Text provided:

After my 4th time volunteering at the hospital I feel like …. okayyyyyyyyy. Work is just work right? What is the difference from a sales person to a nurse?
In this case for nurses, it is about always staying healthy and fit in order to provide help on your job. Whenn I was working other jobs, I was not in the best of anything.
I still feel under. It feels like I am always sick and I eat healthy to grab the nutrients to combat and feel well. I don’t eve like coffee no more. I just like fresh fruits and water. Nothing cooked too. No sugar.
Is that why most nurses are ‘bigger’? Always eating healthy things to combat illness or does that depend on the individual? Eat healthy to stay and feel healthy?
I am trying to figure this out. I ultimately want a career. A promising career would be in healthcare so you can help people directly and notice the improvement. It is a long term goal that will constantly engage me to meet people from a helpful encounters with people/patients.

Data excerpts:
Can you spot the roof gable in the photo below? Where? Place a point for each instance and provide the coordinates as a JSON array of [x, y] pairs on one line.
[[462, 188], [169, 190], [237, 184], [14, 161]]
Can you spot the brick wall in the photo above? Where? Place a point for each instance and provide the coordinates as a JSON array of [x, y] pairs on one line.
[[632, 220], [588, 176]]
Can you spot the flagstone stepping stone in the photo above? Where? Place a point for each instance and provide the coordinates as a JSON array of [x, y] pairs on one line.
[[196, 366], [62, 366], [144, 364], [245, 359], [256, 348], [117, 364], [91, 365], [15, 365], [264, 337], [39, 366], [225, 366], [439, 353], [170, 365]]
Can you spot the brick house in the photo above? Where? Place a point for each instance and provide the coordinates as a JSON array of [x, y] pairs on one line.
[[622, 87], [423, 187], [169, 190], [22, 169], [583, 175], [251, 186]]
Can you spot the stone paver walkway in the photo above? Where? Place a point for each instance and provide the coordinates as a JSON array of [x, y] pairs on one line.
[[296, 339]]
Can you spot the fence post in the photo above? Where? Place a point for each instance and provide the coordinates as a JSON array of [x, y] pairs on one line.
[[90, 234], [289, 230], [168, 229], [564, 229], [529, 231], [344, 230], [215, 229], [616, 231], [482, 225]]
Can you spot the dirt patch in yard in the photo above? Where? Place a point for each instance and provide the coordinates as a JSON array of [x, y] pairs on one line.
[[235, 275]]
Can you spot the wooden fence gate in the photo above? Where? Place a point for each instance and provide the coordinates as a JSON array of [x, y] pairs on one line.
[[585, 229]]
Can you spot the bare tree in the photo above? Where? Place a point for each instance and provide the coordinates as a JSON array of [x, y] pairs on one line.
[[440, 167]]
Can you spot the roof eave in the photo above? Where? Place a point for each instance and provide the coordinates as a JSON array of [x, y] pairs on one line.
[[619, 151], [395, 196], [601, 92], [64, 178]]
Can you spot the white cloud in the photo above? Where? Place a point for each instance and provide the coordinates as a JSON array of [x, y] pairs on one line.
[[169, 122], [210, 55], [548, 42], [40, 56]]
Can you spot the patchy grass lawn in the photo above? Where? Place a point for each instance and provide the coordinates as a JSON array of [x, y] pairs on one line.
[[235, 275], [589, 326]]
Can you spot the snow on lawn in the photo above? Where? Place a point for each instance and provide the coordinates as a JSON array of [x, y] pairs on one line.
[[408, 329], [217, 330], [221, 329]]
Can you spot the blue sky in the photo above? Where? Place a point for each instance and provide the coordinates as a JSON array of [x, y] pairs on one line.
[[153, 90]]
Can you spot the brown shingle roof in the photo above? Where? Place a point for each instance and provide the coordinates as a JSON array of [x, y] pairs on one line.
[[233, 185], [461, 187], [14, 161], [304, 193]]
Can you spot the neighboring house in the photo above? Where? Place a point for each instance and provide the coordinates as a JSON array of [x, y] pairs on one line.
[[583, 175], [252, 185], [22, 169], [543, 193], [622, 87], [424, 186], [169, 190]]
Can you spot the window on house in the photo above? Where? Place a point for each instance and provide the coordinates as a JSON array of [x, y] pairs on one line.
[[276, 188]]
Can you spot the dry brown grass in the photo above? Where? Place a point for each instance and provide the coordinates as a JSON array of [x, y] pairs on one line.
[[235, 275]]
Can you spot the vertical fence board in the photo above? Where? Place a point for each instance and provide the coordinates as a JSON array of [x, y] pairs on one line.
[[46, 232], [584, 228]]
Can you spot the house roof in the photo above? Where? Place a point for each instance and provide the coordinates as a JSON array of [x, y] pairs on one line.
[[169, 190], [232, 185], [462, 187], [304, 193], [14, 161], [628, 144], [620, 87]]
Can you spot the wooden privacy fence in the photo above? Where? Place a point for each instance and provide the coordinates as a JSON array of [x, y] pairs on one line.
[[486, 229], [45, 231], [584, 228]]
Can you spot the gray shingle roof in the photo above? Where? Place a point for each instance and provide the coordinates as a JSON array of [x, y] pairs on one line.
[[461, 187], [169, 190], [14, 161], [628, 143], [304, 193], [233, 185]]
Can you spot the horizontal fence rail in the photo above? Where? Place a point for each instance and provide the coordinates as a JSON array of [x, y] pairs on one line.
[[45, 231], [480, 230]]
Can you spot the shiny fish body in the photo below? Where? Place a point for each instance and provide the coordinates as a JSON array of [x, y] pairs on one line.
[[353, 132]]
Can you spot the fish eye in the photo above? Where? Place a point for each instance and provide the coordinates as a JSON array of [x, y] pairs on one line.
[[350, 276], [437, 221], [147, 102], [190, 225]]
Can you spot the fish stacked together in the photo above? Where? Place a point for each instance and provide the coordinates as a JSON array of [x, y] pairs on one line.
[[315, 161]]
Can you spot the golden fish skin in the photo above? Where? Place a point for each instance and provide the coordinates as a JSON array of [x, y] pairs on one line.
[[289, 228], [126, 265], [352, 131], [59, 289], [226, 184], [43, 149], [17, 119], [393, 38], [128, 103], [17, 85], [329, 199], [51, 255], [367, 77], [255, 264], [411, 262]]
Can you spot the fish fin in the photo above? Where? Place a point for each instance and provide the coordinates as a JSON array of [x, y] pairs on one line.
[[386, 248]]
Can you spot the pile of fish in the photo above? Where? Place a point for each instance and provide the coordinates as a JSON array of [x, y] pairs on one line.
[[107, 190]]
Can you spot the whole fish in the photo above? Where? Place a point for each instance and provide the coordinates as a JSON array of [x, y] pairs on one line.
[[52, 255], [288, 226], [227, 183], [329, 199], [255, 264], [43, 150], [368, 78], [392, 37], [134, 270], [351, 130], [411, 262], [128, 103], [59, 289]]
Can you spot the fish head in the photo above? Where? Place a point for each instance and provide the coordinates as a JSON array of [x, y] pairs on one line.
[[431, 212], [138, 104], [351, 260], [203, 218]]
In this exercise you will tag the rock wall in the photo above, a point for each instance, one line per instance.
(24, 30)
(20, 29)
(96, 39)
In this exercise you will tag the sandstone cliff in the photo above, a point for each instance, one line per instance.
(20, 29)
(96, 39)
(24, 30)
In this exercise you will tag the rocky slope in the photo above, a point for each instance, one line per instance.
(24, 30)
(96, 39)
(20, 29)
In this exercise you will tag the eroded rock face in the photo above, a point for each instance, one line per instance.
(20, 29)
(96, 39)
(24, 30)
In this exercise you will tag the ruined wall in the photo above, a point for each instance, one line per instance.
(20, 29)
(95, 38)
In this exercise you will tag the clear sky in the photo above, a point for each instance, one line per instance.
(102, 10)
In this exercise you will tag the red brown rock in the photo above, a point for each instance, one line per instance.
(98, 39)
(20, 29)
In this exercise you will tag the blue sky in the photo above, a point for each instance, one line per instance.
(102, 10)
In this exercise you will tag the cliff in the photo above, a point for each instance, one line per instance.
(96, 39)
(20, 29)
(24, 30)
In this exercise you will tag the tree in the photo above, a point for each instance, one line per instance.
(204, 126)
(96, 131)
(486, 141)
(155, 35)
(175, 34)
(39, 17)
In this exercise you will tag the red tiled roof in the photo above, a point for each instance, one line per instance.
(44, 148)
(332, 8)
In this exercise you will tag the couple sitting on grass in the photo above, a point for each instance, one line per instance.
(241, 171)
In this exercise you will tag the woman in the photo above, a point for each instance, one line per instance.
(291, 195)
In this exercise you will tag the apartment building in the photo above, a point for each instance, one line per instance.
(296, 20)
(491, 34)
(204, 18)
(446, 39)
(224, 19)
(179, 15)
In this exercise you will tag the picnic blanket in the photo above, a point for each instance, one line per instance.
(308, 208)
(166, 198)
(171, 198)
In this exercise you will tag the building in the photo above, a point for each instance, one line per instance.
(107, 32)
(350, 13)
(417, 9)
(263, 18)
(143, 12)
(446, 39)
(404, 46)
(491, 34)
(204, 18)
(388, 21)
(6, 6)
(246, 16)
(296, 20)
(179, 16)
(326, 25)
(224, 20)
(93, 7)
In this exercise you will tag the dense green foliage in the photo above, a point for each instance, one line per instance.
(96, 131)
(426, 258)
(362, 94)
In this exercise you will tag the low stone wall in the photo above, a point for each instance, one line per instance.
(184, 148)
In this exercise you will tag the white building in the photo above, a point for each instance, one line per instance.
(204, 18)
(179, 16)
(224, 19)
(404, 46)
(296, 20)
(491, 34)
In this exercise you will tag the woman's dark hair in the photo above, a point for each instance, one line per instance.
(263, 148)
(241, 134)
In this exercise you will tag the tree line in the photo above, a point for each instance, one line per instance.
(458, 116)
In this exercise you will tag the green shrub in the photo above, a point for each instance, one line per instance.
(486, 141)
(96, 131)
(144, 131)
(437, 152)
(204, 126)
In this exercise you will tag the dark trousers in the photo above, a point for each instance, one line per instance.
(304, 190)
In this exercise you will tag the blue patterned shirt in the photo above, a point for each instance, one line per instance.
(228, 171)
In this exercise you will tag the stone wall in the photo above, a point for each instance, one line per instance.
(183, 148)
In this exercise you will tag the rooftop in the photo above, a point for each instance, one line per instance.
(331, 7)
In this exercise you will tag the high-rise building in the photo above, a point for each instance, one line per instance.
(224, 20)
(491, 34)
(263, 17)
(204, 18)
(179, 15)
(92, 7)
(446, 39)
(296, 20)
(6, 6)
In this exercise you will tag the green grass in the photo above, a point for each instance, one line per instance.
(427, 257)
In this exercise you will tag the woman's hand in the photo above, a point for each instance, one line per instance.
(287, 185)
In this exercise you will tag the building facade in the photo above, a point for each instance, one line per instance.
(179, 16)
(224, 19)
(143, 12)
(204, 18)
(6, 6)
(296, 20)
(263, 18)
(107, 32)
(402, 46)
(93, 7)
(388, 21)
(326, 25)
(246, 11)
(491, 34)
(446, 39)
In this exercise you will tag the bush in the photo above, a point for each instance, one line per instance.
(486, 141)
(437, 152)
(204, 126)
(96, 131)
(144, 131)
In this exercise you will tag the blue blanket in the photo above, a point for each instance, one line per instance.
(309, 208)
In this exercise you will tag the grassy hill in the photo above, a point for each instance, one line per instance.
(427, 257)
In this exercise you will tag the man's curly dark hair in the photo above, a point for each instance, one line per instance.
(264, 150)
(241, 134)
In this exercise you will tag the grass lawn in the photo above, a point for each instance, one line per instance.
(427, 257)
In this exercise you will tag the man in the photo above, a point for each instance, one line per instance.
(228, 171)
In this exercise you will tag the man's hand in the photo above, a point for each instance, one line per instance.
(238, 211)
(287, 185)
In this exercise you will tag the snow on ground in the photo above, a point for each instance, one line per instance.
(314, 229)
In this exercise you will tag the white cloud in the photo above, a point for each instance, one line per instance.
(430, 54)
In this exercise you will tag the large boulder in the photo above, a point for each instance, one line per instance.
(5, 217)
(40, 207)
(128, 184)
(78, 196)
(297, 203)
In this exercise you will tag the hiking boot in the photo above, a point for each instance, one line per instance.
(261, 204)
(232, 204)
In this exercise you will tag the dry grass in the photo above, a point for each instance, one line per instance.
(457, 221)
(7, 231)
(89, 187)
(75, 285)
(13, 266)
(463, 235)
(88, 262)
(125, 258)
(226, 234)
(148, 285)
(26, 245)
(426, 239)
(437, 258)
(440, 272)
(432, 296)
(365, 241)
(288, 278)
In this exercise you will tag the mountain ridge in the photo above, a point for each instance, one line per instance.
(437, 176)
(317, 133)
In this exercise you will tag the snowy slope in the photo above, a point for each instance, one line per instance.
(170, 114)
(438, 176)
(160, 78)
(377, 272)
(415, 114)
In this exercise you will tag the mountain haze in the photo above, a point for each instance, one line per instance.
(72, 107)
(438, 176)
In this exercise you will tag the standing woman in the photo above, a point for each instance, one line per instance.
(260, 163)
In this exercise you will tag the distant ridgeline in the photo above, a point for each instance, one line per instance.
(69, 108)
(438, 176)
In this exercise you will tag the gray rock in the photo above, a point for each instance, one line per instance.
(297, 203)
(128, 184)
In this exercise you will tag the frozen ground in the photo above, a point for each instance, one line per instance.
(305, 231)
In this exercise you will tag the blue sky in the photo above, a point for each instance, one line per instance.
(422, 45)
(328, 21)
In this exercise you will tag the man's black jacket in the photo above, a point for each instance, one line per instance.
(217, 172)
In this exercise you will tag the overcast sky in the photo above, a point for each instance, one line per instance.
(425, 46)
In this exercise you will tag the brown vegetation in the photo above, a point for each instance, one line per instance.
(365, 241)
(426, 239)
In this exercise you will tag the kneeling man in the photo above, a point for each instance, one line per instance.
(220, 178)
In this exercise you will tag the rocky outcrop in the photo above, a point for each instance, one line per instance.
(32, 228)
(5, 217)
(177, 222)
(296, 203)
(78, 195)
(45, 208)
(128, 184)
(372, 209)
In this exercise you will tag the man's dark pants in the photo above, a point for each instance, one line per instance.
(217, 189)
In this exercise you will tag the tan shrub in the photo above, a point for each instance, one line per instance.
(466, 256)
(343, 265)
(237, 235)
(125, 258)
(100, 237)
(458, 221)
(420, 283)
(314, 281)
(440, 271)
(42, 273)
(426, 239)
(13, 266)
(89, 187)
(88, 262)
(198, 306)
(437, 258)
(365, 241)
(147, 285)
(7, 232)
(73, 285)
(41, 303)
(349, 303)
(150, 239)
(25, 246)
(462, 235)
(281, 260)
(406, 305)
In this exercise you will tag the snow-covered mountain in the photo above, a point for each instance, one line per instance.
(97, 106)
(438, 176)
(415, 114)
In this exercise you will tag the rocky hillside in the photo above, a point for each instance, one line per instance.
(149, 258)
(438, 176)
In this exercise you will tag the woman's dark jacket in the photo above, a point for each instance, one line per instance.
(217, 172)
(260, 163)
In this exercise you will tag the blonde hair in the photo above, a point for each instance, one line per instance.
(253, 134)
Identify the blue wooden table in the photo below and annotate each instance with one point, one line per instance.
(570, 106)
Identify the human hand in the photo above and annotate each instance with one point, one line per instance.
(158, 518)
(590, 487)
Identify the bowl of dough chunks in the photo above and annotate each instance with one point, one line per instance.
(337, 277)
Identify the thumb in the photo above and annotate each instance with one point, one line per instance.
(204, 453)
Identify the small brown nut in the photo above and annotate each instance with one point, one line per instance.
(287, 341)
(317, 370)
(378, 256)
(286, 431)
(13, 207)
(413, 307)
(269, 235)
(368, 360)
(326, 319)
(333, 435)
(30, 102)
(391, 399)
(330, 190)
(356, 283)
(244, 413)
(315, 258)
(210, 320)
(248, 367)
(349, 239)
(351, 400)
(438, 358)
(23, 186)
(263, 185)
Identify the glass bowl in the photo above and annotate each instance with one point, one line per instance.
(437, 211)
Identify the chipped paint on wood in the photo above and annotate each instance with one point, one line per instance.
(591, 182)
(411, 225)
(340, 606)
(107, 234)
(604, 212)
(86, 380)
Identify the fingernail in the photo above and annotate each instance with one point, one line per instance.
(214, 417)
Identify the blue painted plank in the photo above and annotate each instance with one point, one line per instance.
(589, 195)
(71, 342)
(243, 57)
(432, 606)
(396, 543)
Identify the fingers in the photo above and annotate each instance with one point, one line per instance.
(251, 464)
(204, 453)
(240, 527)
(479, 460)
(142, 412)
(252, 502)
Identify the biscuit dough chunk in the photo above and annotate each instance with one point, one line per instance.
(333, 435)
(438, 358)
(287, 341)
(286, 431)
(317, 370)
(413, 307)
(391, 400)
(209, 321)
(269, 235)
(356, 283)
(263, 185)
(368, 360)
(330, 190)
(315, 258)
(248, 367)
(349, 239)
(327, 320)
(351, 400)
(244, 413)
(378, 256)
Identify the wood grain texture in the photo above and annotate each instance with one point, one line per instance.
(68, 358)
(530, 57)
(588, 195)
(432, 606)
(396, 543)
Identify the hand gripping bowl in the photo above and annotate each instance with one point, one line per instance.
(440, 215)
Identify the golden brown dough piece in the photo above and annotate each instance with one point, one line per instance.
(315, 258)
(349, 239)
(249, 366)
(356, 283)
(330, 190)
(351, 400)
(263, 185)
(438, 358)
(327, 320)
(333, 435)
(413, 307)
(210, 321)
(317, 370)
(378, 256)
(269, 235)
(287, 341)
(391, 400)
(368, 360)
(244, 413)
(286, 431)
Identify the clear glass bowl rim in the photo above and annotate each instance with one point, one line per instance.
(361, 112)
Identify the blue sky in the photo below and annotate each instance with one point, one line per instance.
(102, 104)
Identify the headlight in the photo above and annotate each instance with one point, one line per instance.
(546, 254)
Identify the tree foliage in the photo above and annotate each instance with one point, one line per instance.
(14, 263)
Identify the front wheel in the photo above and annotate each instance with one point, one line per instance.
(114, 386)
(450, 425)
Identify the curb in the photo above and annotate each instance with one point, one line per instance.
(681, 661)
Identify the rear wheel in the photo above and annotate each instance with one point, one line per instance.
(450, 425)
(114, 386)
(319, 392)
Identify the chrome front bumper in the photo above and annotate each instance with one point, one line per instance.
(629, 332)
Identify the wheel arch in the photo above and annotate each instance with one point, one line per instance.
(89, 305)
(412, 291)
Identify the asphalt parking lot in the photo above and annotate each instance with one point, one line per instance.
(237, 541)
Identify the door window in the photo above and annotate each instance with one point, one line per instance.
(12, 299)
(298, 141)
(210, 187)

Work to complete:
1) Answer these questions about the post on hospital volunteering:
(a) How many times has the writer volunteered at the hospital?
(b) What does the writer now like instead of coffee?
(c) In which field does the writer see a promising career?
2) Rewrite the post on hospital volunteering from "Is that why" to "encounters with people/patients.", changing "career" to "profession".
3) How might the post on hospital volunteering go on after its last sentence? Write the continuation.

Answers in order:
1)
(a) Four times.
(b) Fresh fruits and water.
(c) Healthcare.

2)
Is that why most nurses are ‘bigger’? Always eating healthy things to combat illness or does that depend on the individual? Eat healthy to stay and feel healthy?
I am trying to figure this out. I ultimately want a profession. A promising profession would be in healthcare so you can help people directly and notice the improvement. It is a long term goal that will constantly engage me to meet people from a helpful encounters with people/patients.

3)
Being a teacher does not feel like a full circle career. Study for 2 years and teach one, two or three high school subjects. Teaching seems too independent. Or do I want to be alone? I felt alone doing computers and learning about biology and chemistry in school and it did not feel right, not connected to anyone or anything.
I figure I spent so much time already helping others that I have no time for myself to me selfish… is that way in healthcare the norm? I feel like an open book and spent but well connected though.